Excerpt provided:

1. a state in which the energy distribution of the system equals a Maxwell-Boltzmann distribution; thus allowing a single temperature to be attributed to the system [Wiki].

2. the state of a system in which its internal processes cause no net change in its macroscopic properties (such as temperature and pressure) [Wiki].

3. a state wherein if two systems are put in contact with each other there results to be no net exchange of energy and or matter between them, i.e., a state wherein two systems after being put into contact with each other stay the same [Wiki].

4. a condition or state of a system, where the properties of which do not change with time and that can be changed to another condition only at the expense of effects on other systems [Britannica].

5. a system with a given energy, in which the entropy is greater than that of any other state with the same energy [Britannica].

6. a state with a given pressure and temperature, in which the Gibbs free energy is smaller than that of any other state with the same pressure and temperature [Britannica].

7. a condition of a system where no heat flows between its component parts [7E].

Task instructions:
- a) Which sources are cited in brackets in the numbered definitions?
- b) According to the first of the numbered definitions, why can a single temperature be attributed to the system?
- c) Summarize the numbered definitions in two sentences.

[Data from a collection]
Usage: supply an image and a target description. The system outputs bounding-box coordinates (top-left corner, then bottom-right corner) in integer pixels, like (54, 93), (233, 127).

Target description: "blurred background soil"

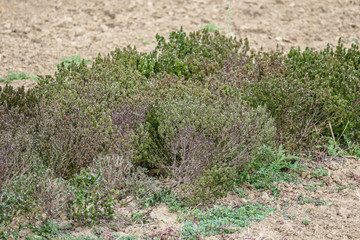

(0, 0), (360, 80)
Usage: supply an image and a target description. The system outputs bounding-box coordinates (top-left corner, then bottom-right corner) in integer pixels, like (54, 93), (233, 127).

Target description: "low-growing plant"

(59, 55), (90, 67)
(133, 85), (275, 181)
(181, 204), (273, 239)
(244, 41), (360, 150)
(0, 72), (40, 83)
(67, 169), (115, 225)
(180, 164), (236, 206)
(238, 146), (303, 196)
(200, 23), (224, 32)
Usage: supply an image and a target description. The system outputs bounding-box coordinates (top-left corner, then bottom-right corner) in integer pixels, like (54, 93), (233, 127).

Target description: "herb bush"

(0, 26), (360, 236)
(243, 41), (360, 151)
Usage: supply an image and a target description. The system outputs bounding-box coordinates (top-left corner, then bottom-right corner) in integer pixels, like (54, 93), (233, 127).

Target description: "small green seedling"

(345, 38), (359, 45)
(201, 23), (224, 32)
(0, 72), (39, 83)
(136, 38), (150, 45)
(302, 219), (309, 226)
(59, 55), (90, 67)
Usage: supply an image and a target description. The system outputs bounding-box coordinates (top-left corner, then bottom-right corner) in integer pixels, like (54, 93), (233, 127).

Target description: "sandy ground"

(0, 0), (360, 239)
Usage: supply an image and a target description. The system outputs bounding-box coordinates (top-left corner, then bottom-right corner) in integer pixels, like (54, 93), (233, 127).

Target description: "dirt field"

(0, 0), (360, 239)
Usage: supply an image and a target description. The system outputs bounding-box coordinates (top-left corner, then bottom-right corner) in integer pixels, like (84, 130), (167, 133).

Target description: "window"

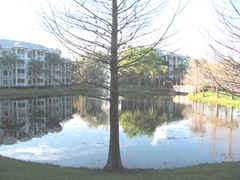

(17, 69), (25, 74)
(3, 80), (8, 85)
(3, 62), (8, 67)
(17, 79), (25, 83)
(3, 70), (8, 76)
(17, 49), (25, 55)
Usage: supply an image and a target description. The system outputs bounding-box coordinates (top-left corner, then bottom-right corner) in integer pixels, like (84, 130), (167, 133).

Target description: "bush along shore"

(187, 91), (240, 108)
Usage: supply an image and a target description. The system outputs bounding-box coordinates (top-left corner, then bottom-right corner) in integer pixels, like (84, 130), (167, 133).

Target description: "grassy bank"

(0, 84), (172, 99)
(188, 92), (240, 107)
(0, 156), (240, 180)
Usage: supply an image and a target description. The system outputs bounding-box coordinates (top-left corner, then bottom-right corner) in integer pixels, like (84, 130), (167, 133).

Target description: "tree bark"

(104, 0), (124, 172)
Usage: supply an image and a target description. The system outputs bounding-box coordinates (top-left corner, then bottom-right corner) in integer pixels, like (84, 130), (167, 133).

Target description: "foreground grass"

(188, 92), (240, 107)
(0, 156), (240, 180)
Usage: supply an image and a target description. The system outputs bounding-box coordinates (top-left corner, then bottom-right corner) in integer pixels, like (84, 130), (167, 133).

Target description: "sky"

(0, 0), (213, 58)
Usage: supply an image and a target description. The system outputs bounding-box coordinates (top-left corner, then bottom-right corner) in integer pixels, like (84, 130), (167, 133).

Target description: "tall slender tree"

(0, 52), (21, 88)
(41, 0), (187, 171)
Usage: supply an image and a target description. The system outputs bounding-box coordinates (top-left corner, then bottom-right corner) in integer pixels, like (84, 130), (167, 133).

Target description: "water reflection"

(0, 96), (240, 168)
(0, 96), (72, 144)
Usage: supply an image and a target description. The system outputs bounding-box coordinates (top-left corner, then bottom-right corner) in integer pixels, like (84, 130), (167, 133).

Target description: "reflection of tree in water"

(73, 96), (109, 127)
(183, 102), (240, 161)
(120, 108), (167, 137)
(120, 96), (185, 137)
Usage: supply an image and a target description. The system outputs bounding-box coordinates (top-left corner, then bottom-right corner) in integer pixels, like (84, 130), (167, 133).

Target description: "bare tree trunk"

(104, 0), (123, 172)
(202, 86), (205, 97)
(216, 86), (219, 98)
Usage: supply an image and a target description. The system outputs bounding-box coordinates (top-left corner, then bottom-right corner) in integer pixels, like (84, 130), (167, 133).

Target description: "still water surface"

(0, 96), (240, 168)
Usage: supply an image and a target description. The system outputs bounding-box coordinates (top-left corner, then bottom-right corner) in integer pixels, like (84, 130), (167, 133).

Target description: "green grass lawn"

(188, 92), (240, 107)
(0, 156), (240, 180)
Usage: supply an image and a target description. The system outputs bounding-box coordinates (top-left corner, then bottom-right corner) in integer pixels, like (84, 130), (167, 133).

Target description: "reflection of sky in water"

(0, 116), (240, 168)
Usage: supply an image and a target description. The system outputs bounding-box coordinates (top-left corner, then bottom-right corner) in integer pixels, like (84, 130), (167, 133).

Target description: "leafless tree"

(41, 0), (186, 171)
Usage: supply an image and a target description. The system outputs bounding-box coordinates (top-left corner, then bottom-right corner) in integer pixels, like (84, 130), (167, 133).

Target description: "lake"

(0, 95), (240, 169)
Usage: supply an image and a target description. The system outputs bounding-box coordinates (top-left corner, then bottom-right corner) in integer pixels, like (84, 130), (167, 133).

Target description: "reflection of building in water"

(0, 96), (72, 144)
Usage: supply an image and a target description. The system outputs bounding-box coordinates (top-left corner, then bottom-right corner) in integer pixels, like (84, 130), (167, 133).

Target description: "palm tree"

(0, 52), (21, 88)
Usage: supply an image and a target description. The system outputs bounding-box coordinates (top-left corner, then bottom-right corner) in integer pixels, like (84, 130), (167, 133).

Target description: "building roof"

(156, 49), (189, 59)
(0, 39), (59, 52)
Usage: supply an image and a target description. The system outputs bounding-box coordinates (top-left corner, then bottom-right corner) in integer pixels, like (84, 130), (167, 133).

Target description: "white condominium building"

(0, 39), (72, 87)
(157, 49), (189, 85)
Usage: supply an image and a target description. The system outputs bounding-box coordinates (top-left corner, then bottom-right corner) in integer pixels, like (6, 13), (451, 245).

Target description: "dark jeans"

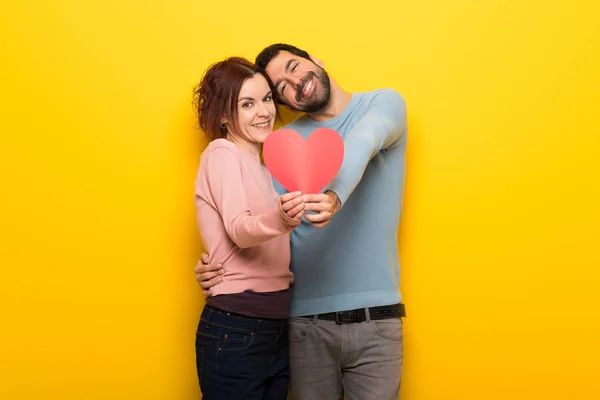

(196, 305), (290, 400)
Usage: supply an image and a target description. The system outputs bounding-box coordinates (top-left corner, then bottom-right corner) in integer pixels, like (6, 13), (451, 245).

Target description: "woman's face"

(229, 74), (276, 147)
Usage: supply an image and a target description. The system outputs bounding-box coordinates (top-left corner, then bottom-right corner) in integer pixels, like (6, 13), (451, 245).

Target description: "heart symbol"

(263, 128), (344, 194)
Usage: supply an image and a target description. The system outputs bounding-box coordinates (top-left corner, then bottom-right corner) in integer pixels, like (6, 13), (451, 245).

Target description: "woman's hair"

(194, 57), (273, 141)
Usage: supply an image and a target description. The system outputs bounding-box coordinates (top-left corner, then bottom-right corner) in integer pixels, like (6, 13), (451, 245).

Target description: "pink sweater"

(196, 139), (299, 295)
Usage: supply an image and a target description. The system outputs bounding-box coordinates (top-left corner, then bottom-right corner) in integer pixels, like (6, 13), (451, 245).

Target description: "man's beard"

(293, 70), (331, 113)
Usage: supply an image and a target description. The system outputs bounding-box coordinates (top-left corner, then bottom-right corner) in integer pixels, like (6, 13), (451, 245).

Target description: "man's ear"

(309, 55), (325, 68)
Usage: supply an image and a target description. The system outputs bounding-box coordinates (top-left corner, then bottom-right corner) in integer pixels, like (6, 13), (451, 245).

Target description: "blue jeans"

(196, 305), (290, 400)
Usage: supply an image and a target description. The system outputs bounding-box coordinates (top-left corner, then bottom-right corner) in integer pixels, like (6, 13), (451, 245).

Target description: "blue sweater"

(274, 89), (407, 316)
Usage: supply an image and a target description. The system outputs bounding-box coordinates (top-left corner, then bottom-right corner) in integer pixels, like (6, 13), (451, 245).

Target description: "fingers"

(304, 211), (331, 224)
(196, 276), (223, 290)
(304, 203), (331, 212)
(281, 196), (304, 212)
(196, 269), (224, 289)
(302, 193), (329, 203)
(286, 203), (306, 218)
(279, 192), (302, 204)
(194, 260), (223, 274)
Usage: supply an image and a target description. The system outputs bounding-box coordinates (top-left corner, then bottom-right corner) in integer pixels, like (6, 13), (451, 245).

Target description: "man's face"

(266, 51), (330, 113)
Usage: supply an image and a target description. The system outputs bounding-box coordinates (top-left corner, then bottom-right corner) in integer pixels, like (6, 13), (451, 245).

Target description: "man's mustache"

(296, 71), (315, 102)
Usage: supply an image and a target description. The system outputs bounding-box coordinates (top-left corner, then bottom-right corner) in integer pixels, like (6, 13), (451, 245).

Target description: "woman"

(195, 57), (305, 400)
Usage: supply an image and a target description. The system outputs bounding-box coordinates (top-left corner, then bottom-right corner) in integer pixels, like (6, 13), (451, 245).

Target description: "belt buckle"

(335, 311), (343, 325)
(335, 311), (348, 325)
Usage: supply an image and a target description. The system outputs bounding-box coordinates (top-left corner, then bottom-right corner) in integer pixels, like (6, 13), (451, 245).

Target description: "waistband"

Answers for the tasks:
- a) Wiki, Britannica, and 7E.

- b) In that state, the system's energy distribution equals a Maxwell-Boltzmann distribution.

- c) The definitions describe a state of a system in which the energy distribution equals a Maxwell-Boltzmann distribution, internal processes cause no net change in macroscopic properties, or two systems in contact exchange no net energy or matter. Others describe the state as one whose properties do not change with time, one with greater entropy than any other state of the same energy, one with smaller Gibbs free energy than any other state at the same pressure and temperature, or one in which no heat flows between the system's component parts.